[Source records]
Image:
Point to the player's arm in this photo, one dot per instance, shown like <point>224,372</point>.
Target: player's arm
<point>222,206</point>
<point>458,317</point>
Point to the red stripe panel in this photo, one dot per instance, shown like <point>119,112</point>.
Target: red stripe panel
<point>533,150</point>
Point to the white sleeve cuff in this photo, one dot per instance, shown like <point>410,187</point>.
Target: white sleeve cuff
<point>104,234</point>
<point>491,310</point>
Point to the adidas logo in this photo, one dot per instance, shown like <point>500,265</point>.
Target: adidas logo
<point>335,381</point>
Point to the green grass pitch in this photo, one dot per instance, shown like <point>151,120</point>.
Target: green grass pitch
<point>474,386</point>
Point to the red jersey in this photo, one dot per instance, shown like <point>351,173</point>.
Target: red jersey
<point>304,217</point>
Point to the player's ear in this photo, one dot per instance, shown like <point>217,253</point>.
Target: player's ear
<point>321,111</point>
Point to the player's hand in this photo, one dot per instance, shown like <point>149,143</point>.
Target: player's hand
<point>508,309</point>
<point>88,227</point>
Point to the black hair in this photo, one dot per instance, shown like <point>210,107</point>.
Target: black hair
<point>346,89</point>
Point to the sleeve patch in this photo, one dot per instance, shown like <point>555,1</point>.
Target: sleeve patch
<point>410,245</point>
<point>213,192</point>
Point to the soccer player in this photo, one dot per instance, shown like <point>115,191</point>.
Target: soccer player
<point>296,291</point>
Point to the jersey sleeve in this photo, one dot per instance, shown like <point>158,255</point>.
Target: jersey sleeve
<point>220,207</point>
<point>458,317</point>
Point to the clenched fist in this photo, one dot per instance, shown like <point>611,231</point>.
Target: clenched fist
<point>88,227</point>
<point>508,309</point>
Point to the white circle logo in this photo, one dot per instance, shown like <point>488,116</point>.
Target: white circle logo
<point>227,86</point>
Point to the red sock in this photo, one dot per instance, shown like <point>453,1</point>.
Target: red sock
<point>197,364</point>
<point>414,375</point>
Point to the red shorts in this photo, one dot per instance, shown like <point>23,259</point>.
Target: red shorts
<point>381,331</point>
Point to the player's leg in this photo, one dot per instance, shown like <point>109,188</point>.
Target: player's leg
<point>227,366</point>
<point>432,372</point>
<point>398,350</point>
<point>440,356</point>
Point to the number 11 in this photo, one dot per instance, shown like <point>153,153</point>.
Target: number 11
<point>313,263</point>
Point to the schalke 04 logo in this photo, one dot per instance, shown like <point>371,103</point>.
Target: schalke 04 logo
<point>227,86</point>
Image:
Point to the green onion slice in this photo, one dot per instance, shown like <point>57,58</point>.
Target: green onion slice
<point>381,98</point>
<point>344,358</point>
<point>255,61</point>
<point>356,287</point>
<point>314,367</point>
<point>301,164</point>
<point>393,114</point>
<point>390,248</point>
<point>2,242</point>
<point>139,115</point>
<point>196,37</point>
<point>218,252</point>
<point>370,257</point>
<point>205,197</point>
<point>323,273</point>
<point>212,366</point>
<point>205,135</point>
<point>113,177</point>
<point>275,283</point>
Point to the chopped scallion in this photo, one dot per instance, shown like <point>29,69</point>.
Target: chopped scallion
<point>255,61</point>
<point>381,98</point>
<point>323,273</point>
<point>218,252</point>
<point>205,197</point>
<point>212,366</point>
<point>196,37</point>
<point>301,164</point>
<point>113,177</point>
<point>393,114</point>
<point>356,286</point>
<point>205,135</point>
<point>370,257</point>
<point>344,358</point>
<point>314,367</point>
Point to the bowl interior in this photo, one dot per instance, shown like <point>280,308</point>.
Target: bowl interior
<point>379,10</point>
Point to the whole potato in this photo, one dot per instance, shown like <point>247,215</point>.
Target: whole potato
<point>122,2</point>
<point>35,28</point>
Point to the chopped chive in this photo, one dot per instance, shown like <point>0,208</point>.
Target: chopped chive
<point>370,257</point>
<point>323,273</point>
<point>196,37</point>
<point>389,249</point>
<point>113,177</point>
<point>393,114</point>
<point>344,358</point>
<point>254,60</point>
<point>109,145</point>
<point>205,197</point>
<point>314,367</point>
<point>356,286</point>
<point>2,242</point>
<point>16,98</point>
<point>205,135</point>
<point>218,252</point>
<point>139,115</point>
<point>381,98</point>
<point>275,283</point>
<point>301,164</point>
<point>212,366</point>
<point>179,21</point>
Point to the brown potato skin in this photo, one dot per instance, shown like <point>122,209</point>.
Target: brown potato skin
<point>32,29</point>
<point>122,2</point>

* [EXERCISE REQUIREMENTS]
All of the data is to be transcribed exactly as written.

* [RESPONSE TO THE TASK]
Image:
Point to the player's arm in this photo, one dot per instance, shown like <point>224,372</point>.
Target: player's arm
<point>222,206</point>
<point>458,317</point>
Point to the red stripe panel in this photo, one dot per instance, shown like <point>119,112</point>.
Target: red stripe panel
<point>533,150</point>
Point to the white sleeve cuff in this photo, one dot per instance, shown like <point>410,187</point>.
Target: white sleeve cuff
<point>104,234</point>
<point>491,310</point>
Point to the adidas logo in this photo, one dot per instance, shown like <point>500,265</point>.
Target: adidas logo
<point>335,381</point>
Point to the green grass pitch in this photo, one dot per instance, shown like <point>151,120</point>.
Target: green grass pitch
<point>474,386</point>
Point to the red jersey in this photo, one dot per instance, shown like <point>351,173</point>.
Target: red jersey
<point>304,217</point>
Point to the player's ear in this photo, one dot per instance, shown like <point>217,253</point>.
Target: player's ear
<point>321,111</point>
Point to the player's hand in this photo, one dot per instance, shown like <point>149,143</point>.
Target: player's hand
<point>508,309</point>
<point>88,227</point>
Point to the black hair in this photo, one dot per instance, shown like <point>210,107</point>.
Target: black hair
<point>346,89</point>
Point to the sleeve patch in this photo, one dot per instance, shown like <point>555,1</point>.
Target: sleeve patch
<point>410,245</point>
<point>213,192</point>
Point to the soccer player in this photo, one dot per instance, shown like <point>115,191</point>.
Target: soccer player
<point>296,291</point>
Point to the jersey sleeve in this photo, one dot per instance, shown like <point>158,255</point>.
Target: jersey sleeve
<point>220,207</point>
<point>458,317</point>
Point to the clenched fist in this photo, one dot per instance, shown like <point>611,231</point>.
Target: clenched fist
<point>88,227</point>
<point>508,309</point>
Point to the white circle logo in this photo, one dot per instance, shown like <point>488,116</point>.
Target: white circle logo
<point>227,86</point>
Point to the red sock in this photo, one dot per instance, shown like <point>453,1</point>.
Target: red sock
<point>197,364</point>
<point>414,375</point>
Point to the red shorts in this photo, one dot per instance, shown like <point>23,259</point>.
Target: red shorts
<point>381,331</point>
Point to the player's leg in this photo, one dot per instance, shown like <point>109,188</point>.
Target: player's leg
<point>227,366</point>
<point>432,372</point>
<point>398,350</point>
<point>440,356</point>
Point to the number 11 in this photo, one dot per instance, shown like <point>153,153</point>.
Target: number 11
<point>313,263</point>
Point to the schalke 04 logo in this photo, one dot per instance, shown like <point>371,103</point>.
Target: schalke 04 logo
<point>227,86</point>
Image:
Point to the green onion slice in this photo, one dot per instance, shown like <point>57,58</point>.
Target: green onion slice
<point>381,98</point>
<point>344,358</point>
<point>255,61</point>
<point>356,287</point>
<point>314,367</point>
<point>301,164</point>
<point>393,114</point>
<point>390,248</point>
<point>2,242</point>
<point>139,115</point>
<point>196,37</point>
<point>218,252</point>
<point>370,257</point>
<point>205,197</point>
<point>323,273</point>
<point>212,366</point>
<point>205,135</point>
<point>113,177</point>
<point>275,283</point>
Point to the chopped scallion in this photo, one dot per instance, shown like <point>29,69</point>.
Target: chopped scallion
<point>255,61</point>
<point>381,98</point>
<point>323,273</point>
<point>218,252</point>
<point>205,197</point>
<point>212,366</point>
<point>196,37</point>
<point>301,164</point>
<point>113,177</point>
<point>393,114</point>
<point>356,286</point>
<point>205,135</point>
<point>370,257</point>
<point>344,358</point>
<point>314,367</point>
Point to the bowl interior in this photo, one dot per instance, shown like <point>280,308</point>.
Target: bowl interior
<point>379,10</point>
Point to the whole potato in this photo, one dot per instance, shown like <point>247,215</point>.
Target: whole potato
<point>122,2</point>
<point>35,28</point>
Point to the chopped chive in this photo, one dot per instance, shown like <point>0,208</point>.
Target: chopped chive
<point>370,257</point>
<point>323,273</point>
<point>196,37</point>
<point>389,249</point>
<point>113,177</point>
<point>393,114</point>
<point>344,358</point>
<point>254,60</point>
<point>109,145</point>
<point>205,197</point>
<point>314,367</point>
<point>356,286</point>
<point>2,242</point>
<point>16,98</point>
<point>205,135</point>
<point>218,252</point>
<point>139,115</point>
<point>381,98</point>
<point>275,283</point>
<point>301,164</point>
<point>212,366</point>
<point>179,21</point>
Point to the brown potato skin in this photo, one dot per instance, shown like <point>122,209</point>.
Target: brown potato skin
<point>32,29</point>
<point>122,2</point>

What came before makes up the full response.